(Point placement records)
┌──

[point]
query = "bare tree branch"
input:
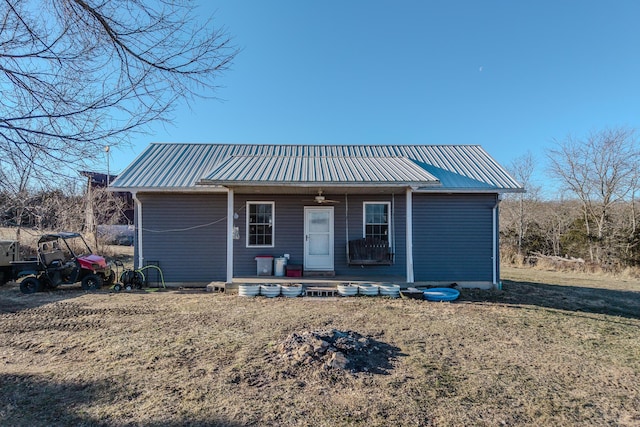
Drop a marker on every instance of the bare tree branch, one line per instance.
(76, 75)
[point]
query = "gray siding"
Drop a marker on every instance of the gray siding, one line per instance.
(180, 232)
(453, 237)
(289, 232)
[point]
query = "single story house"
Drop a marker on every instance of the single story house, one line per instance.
(427, 213)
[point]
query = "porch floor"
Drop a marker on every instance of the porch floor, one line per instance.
(328, 282)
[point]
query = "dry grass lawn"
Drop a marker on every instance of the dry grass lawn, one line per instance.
(549, 349)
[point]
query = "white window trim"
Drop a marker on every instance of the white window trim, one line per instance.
(273, 223)
(389, 216)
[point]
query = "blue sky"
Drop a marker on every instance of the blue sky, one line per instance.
(511, 76)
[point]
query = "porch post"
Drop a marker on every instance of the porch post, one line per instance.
(409, 237)
(230, 236)
(496, 244)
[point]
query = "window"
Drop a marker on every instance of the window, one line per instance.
(260, 224)
(376, 220)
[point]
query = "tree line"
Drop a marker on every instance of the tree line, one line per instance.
(594, 214)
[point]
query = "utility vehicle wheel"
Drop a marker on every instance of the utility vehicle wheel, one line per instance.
(30, 285)
(110, 279)
(91, 282)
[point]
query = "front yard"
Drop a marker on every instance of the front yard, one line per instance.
(548, 349)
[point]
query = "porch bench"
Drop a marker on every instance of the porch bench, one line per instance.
(370, 251)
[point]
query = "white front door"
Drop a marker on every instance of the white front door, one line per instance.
(318, 238)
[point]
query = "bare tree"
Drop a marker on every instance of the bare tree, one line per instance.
(600, 170)
(78, 74)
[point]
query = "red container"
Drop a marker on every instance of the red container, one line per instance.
(294, 270)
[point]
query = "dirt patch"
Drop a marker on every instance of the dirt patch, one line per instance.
(526, 355)
(338, 350)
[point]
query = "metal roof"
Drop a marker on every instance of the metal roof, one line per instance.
(181, 166)
(292, 170)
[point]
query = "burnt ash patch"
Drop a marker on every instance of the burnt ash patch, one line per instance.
(334, 350)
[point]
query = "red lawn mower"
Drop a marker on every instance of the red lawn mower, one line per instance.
(63, 259)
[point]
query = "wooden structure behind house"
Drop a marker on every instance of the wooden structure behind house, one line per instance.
(204, 212)
(99, 180)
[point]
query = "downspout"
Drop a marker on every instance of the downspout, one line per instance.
(409, 238)
(496, 253)
(230, 220)
(139, 228)
(346, 224)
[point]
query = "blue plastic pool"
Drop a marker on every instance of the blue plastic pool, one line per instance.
(441, 294)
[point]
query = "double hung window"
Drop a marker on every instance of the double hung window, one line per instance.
(260, 219)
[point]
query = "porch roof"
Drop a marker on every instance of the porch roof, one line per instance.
(316, 170)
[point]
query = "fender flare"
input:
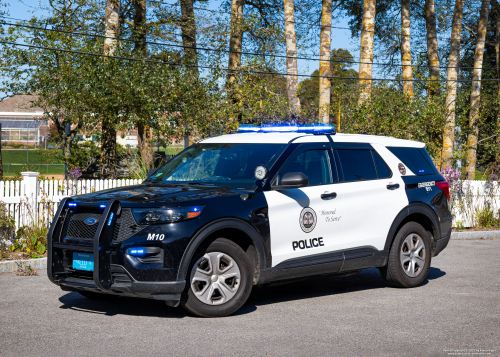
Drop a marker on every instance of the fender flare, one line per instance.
(407, 211)
(214, 226)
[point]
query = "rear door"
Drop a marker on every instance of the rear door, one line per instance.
(373, 195)
(307, 221)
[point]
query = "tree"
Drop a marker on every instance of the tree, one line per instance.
(366, 51)
(405, 48)
(291, 60)
(432, 48)
(451, 86)
(235, 44)
(324, 65)
(475, 96)
(341, 61)
(108, 141)
(188, 29)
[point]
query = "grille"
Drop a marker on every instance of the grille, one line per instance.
(76, 228)
(125, 225)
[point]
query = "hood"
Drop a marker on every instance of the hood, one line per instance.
(156, 194)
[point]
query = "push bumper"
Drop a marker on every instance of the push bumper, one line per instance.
(106, 278)
(442, 243)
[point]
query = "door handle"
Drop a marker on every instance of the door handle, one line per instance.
(328, 195)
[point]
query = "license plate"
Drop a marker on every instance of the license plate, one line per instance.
(83, 261)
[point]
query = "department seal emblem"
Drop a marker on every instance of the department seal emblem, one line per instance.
(307, 219)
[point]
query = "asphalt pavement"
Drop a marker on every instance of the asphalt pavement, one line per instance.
(455, 312)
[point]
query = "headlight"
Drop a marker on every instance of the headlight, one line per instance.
(165, 215)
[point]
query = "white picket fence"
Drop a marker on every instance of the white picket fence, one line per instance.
(38, 199)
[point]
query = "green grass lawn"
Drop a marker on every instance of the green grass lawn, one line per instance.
(19, 157)
(36, 162)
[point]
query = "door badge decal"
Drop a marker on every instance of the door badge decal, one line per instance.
(308, 219)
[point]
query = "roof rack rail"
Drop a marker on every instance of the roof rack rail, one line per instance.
(288, 128)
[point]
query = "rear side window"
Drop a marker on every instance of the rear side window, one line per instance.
(315, 164)
(382, 170)
(357, 165)
(416, 159)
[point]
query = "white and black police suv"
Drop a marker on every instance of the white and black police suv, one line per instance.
(262, 205)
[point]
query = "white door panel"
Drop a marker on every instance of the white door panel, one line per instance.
(288, 238)
(370, 210)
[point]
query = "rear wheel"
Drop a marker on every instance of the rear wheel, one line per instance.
(220, 280)
(409, 257)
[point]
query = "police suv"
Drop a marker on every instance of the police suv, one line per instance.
(262, 205)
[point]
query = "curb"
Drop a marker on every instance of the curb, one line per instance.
(476, 235)
(11, 265)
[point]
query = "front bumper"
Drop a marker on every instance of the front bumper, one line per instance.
(107, 276)
(169, 291)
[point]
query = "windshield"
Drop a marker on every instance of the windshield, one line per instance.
(230, 165)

└──

* [GIVEN REQUEST]: All of the records need repeating exactly, except for the pictures.

* [EXERCISE ANSWER]:
[point]
query = "bare tree branch"
input:
Drop a marker on every instance of the bare tree branch, one line per instance.
(76, 75)
[point]
query = "gray siding"
Drop a marker on every instance of the gray siding, one line per instance.
(180, 232)
(453, 237)
(289, 232)
[point]
query = "single story house"
Drop a marker on every instance of the single story house, one line per instance.
(427, 213)
[point]
query = "porch floor"
Drop a marker on every instance of the porch floor, one line per instance.
(328, 282)
[point]
query = "dry grass lawn"
Drop a marker on every instance of the dry grass lawn, one line per instance.
(549, 349)
[point]
query = "white window trim"
Drop a marker on every instance of the white window trim, one line per instance.
(273, 223)
(389, 216)
[point]
query = "blue sky"
Drop a marker on every instance of the blue sky, one line per instance.
(511, 76)
[point]
query = "porch post"
Drop a marker on every instance of the porch post, one line per instance.
(409, 237)
(230, 236)
(496, 244)
[point]
query = "window"
Drop a marker on every instance of the window, one line per instance.
(260, 224)
(376, 220)
[point]
query = "tree line"
Drop a marker on every instance of the tree line, one line per instance.
(594, 214)
[point]
query = "utility vehicle wheel"
Drop a marker on every instance of the utility vehicle wheel, one line per instance.
(30, 285)
(110, 279)
(91, 282)
[point]
query = "front yard"
Drop a marker on every instance of the front yard, one line per instance.
(548, 349)
[point]
query = "porch bench"
Drop a marker on every instance of the porch bench, one line per instance.
(370, 251)
[point]
query = "white front door"
Drop a marker on every instance of the white front door, one line per instance.
(318, 238)
[point]
query = "bare tree"
Drop a marker on every instance of the bare tree, one line per instance.
(600, 170)
(78, 74)
[point]
query = "red container"
Drop a marker on every instance of the red container, one line per instance.
(294, 270)
[point]
query = "dirt patch"
Drop a marker on every instance of the dirt patch, one line per instance.
(526, 355)
(338, 350)
[point]
query = "metal roof"
Drop a marker on every instance of the metal roof, one line per instance.
(181, 166)
(292, 170)
[point]
query = "burnt ash patch"
Drop a marker on every instance of the burnt ash patch, one line per instance.
(334, 350)
[point]
query = "red lawn mower"
Drop a marker on every instance of the red lawn mower, one line per instance.
(63, 259)
[point]
query = "wooden structure behind house"
Drop a marker on every instance of the wooden structure behind house, one line per instance.
(204, 212)
(99, 180)
[point]
query = "downspout"
Drop a marker on every instance of the downspout, one line per instance.
(409, 238)
(496, 253)
(230, 220)
(139, 228)
(346, 224)
[point]
query = "blue plastic pool"
Drop a marker on every instance of the blue plastic pool, one line per instance.
(441, 294)
[point]
query = "double hung window"
Drop a marker on every instance of the double hung window, one line per instance.
(260, 219)
[point]
query = "porch roof"
Drop a marker on every instance of the porch roof, one line per instance.
(316, 170)
[point]
query = "fender flare"
input:
Drop a marker on every instance of the fender flare, one line per instance.
(407, 211)
(214, 226)
[point]
query = "rear door"
Drop a marker on every instance of the rear door, one line per instance.
(373, 195)
(307, 221)
[point]
query = "tree"
Drop a marker on every instance of the tree, one line per instance.
(366, 51)
(405, 48)
(291, 60)
(432, 48)
(451, 86)
(235, 44)
(324, 65)
(475, 96)
(341, 61)
(108, 141)
(188, 29)
[point]
query = "grille"
Drop a marker on every instance of the grille, one line per instance.
(76, 228)
(125, 225)
[point]
query = "hood"
Drop a marker on every instance of the hood, one line per instance.
(156, 194)
[point]
query = "push bumper"
Drop a marker on every instance of the push bumper, one line per instance.
(106, 278)
(442, 243)
[point]
query = "door handle"
Drop a marker on every instance of the door handle, one line per instance.
(328, 195)
[point]
query = "license plate"
Drop a marker on every instance of the license plate, one line per instance.
(83, 261)
[point]
query = "department seal emblem"
Drop a marker on every instance of the department seal emblem, one line per instance.
(307, 219)
[point]
query = "asphalt pavement"
Drop a marker on every instance of the asphalt pavement, one line per instance.
(455, 312)
[point]
query = "headlight"
Drop a marker on every instance of the headlight, one line per instance.
(165, 215)
[point]
query = "white picket fence"
Drop a marker on every instance of the white picket fence, one line per instance.
(38, 199)
[point]
query = "green grass lawn"
Drop a marker on every instance of the green grass lawn, one line per instance.
(19, 157)
(36, 162)
[point]
query = "door badge decal"
Drop a marker on every instance of the door badge decal, one line per instance.
(308, 219)
[point]
query = "roof rack rail"
Drop a marker on every instance of the roof rack rail, one line per instance.
(288, 128)
[point]
query = "rear side window"
Drop a marker on every instance of the rear side window, one line per instance.
(315, 164)
(382, 170)
(357, 165)
(416, 159)
[point]
query = "white and black police suv"
Drop a marker on every instance of the white and black police suv, one line per instance.
(262, 205)
[point]
query = "white door panel"
Drop a marker on every instance of the white door panel, one line per instance.
(288, 238)
(370, 210)
[point]
query = "rear wheel"
Drop a marker on every instance of the rear wheel, one line per instance.
(220, 280)
(409, 257)
[point]
query = "police suv"
Drop a marker on every instance of the police suv, one line per instance.
(262, 205)
[point]
query = "curb"
Drop a marker on every instance of the curb, one line per instance.
(476, 235)
(11, 265)
[point]
query = "front bumper"
Drop a marker on every instance of the front bumper, one line per instance.
(107, 276)
(169, 291)
[point]
query = "windshield"
Drop a marker on every instance of the windshield, one line per instance.
(230, 165)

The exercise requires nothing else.